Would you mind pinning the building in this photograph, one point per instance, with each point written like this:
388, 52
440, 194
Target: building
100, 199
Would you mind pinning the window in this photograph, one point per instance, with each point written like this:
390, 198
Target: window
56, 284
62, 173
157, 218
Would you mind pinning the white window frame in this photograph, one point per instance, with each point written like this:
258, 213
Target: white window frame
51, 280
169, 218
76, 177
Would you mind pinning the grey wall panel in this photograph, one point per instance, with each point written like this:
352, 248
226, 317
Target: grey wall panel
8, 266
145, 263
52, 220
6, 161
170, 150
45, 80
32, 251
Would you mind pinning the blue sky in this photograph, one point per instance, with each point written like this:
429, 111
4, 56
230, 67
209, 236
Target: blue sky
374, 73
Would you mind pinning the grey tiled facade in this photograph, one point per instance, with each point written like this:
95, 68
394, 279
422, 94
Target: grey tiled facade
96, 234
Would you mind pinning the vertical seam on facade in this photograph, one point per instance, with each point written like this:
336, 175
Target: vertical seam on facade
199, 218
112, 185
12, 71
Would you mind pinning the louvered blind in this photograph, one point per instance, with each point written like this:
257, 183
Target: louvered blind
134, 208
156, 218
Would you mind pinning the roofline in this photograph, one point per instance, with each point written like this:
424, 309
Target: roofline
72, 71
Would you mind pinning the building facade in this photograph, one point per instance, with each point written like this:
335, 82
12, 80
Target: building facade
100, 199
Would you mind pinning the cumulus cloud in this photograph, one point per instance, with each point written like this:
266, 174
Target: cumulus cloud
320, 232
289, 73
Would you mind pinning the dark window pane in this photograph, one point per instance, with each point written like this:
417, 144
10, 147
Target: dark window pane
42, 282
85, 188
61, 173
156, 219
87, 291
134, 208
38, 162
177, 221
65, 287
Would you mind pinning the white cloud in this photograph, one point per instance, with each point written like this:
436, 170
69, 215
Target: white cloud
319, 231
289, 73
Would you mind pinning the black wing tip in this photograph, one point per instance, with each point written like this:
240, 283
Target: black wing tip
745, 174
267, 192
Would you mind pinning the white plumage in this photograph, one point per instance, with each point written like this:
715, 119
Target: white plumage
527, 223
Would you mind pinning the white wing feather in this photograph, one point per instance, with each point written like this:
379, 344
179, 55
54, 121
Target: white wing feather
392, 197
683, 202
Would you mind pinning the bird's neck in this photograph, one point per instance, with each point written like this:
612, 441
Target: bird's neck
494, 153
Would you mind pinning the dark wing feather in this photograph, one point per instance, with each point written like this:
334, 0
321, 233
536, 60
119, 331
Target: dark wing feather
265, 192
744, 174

To be done —
Lay out every line of the material above as a Markdown table with two columns, Row and Material line, numbering the rows in order and omitting blank lines.

The answer —
| Row | Material line |
|---|---|
| 1 | Would you mind pinning the building in this photograph, one point per instance, with each point written like this: |
| 2 | 388, 52 |
| 3 | 440, 194 |
| 4 | Target: building |
| 5 | 100, 199 |
| 6 | Would you mind pinning the window in this photograph, one point per instance, with each point written like this: |
| 7 | 390, 198 |
| 8 | Target: window |
| 9 | 56, 284 |
| 10 | 62, 173 |
| 11 | 157, 218 |
| 12 | Would you mind pinning the white window frame in this photograph, one point per instance, with each point written like this: |
| 13 | 258, 213 |
| 14 | Target: white window frame |
| 15 | 51, 280 |
| 16 | 169, 218 |
| 17 | 76, 177 |
| 18 | Would you mind pinning the grey wall panel in this photograph, one point per instance, with each point written like this: |
| 19 | 352, 248 |
| 20 | 226, 317 |
| 21 | Target: grey wall panel |
| 22 | 8, 266 |
| 23 | 145, 263 |
| 24 | 52, 220 |
| 25 | 6, 161 |
| 26 | 170, 150 |
| 27 | 45, 80 |
| 28 | 32, 251 |
| 29 | Would you mind pinning the blue sky in this photograph, one point per instance, with each point written like this: |
| 30 | 429, 111 |
| 31 | 4, 56 |
| 32 | 230, 67 |
| 33 | 209, 236 |
| 34 | Target: blue sky |
| 35 | 374, 73 |
| 36 | Would you mind pinning the grey tiled facade in this photograph, one point per instance, with each point written like this: |
| 37 | 95, 68 |
| 38 | 394, 279 |
| 39 | 422, 94 |
| 40 | Target: grey tiled facade |
| 41 | 96, 234 |
| 42 | Would you mind pinning the vertical seam on facade in this photograph, one point per instance, with each point written like this: |
| 43 | 336, 175 |
| 44 | Target: vertical seam on facade |
| 45 | 199, 218 |
| 46 | 112, 185 |
| 47 | 12, 71 |
| 48 | Would you mind pinning the louvered blind in this photograph, one point per instance, with each point written like this: |
| 49 | 257, 183 |
| 50 | Target: louvered blind |
| 51 | 134, 208 |
| 52 | 156, 218 |
| 53 | Would you mind pinning the roofline in this photograph, one point per instance, with each point written like this: |
| 54 | 424, 309 |
| 55 | Target: roofline |
| 56 | 72, 71 |
| 57 | Would you mind pinning the building facade in this photograph, one point per instance, with each point written like this: |
| 58 | 335, 82 |
| 59 | 12, 80 |
| 60 | Target: building facade |
| 61 | 100, 199 |
| 62 | Would you mind pinning the cumulus cloud in this photograph, one point per instance, with each point written like this: |
| 63 | 266, 174 |
| 64 | Target: cumulus cloud |
| 65 | 320, 232 |
| 66 | 289, 73 |
| 67 | Would you mind pinning the dark window pane in this photograph, one point per instance, with each point written like this: |
| 68 | 417, 144 |
| 69 | 10, 147 |
| 70 | Target: dark window pane |
| 71 | 42, 282 |
| 72 | 85, 188 |
| 73 | 61, 173 |
| 74 | 156, 219 |
| 75 | 87, 291 |
| 76 | 134, 208 |
| 77 | 38, 162 |
| 78 | 177, 221 |
| 79 | 65, 287 |
| 80 | Would you mind pinning the white cloud in this photograph, one point per instance, with each point written like this: |
| 81 | 436, 170 |
| 82 | 69, 215 |
| 83 | Target: white cloud |
| 84 | 319, 231 |
| 85 | 289, 73 |
| 86 | Would you mind pinning the black wing tip in this photograph, one point per instance, with each point written like this: |
| 87 | 240, 283 |
| 88 | Target: black wing tip |
| 89 | 745, 174 |
| 90 | 267, 192 |
| 91 | Would you mind pinning the white plumage in this photograph, one point per instance, with each point written like this: |
| 92 | 715, 119 |
| 93 | Target: white plumage |
| 94 | 527, 223 |
| 95 | Would you mind pinning the white wing feather in this photograph, one point per instance, with each point written like this: |
| 96 | 379, 344 |
| 97 | 179, 55 |
| 98 | 54, 121 |
| 99 | Target: white wing feather |
| 100 | 392, 197 |
| 101 | 683, 202 |
| 102 | Would you mind pinning the bird's neck in this photograph, one point per instance, with each point written like this: |
| 103 | 612, 441 |
| 104 | Target: bird's neck |
| 105 | 494, 153 |
| 106 | Would you mind pinning the dark wing feather in this photograph, one point per instance, with each point written like this: |
| 107 | 334, 0 |
| 108 | 321, 233 |
| 109 | 536, 60 |
| 110 | 119, 331 |
| 111 | Target: dark wing feather |
| 112 | 265, 192 |
| 113 | 744, 174 |